[Detection data]
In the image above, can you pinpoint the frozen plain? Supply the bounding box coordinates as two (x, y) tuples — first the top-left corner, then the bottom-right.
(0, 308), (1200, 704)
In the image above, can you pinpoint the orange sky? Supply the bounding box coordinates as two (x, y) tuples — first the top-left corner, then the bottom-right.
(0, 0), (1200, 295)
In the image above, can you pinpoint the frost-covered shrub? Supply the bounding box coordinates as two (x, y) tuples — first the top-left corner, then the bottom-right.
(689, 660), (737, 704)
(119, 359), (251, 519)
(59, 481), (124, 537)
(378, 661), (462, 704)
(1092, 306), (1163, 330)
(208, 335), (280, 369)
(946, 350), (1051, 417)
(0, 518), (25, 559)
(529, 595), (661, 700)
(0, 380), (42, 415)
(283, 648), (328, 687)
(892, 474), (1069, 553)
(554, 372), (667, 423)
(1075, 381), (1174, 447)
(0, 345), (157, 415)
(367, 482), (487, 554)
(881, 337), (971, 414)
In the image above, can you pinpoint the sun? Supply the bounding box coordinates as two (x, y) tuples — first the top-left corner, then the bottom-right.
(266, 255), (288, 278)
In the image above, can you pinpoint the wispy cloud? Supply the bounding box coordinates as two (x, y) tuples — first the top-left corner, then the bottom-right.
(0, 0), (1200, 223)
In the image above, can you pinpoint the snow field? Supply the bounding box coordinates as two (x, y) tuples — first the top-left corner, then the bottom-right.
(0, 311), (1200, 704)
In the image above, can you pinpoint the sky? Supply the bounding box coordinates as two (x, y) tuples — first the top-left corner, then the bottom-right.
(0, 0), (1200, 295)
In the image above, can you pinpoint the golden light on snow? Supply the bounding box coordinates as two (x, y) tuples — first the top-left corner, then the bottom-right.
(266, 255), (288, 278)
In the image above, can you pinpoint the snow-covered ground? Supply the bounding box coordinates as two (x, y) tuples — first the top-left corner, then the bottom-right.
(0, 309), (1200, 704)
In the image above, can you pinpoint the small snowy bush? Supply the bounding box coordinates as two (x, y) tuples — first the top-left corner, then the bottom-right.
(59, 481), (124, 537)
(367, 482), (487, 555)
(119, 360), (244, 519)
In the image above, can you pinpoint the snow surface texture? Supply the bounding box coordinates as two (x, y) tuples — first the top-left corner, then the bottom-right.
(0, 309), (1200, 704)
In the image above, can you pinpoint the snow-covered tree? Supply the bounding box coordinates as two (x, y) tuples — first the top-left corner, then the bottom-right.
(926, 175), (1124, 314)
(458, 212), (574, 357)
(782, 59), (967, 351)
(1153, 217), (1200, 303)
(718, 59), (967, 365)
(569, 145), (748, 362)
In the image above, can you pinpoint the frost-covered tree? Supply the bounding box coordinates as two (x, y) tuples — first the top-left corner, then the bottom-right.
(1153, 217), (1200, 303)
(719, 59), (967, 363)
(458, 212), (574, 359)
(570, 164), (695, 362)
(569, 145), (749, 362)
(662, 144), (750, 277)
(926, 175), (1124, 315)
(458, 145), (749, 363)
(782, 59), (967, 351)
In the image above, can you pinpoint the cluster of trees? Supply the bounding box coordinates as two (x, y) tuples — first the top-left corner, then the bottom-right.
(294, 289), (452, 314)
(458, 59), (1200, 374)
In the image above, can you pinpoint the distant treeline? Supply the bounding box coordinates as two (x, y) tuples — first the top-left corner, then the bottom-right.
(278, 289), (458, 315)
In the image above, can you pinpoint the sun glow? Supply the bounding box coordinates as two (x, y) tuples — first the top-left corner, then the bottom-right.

• _TASK DIRECTIONS_
Reproduce verbatim the portion of the data above that starts with the line containing "In the image above, can you pinpoint the frost-covered tree?" and runs through the end of the data, including both that first line and the final line.

• _COMPLETED TASK_
In the image above, can you pinpoint the frost-covered tree? Supply the bounding box coordinates as two (x, y) tuples — first the top-left corner, then the bottom-right.
(1153, 217), (1200, 303)
(719, 59), (967, 363)
(458, 212), (574, 359)
(570, 164), (695, 362)
(569, 145), (749, 362)
(662, 144), (750, 277)
(926, 175), (1124, 315)
(458, 145), (749, 363)
(782, 59), (967, 351)
In the image above, can you pinpoint the cluster of trees? Supply the bounding box coordinates as two (x, y) tuples — first the top-left corner, then the bottom-right.
(294, 289), (452, 314)
(458, 59), (1200, 374)
In the image above, can you pinpoint the distant treeline? Supply the bounding box coordinates as two (x, y) tuples — first the top-left corner, then the bottom-right.
(278, 289), (458, 315)
In the image above, can you pinpoint the sun glow? Supply the bounding box coordinates as two (x, y) tuples — first the top-left corner, then the bottom-right.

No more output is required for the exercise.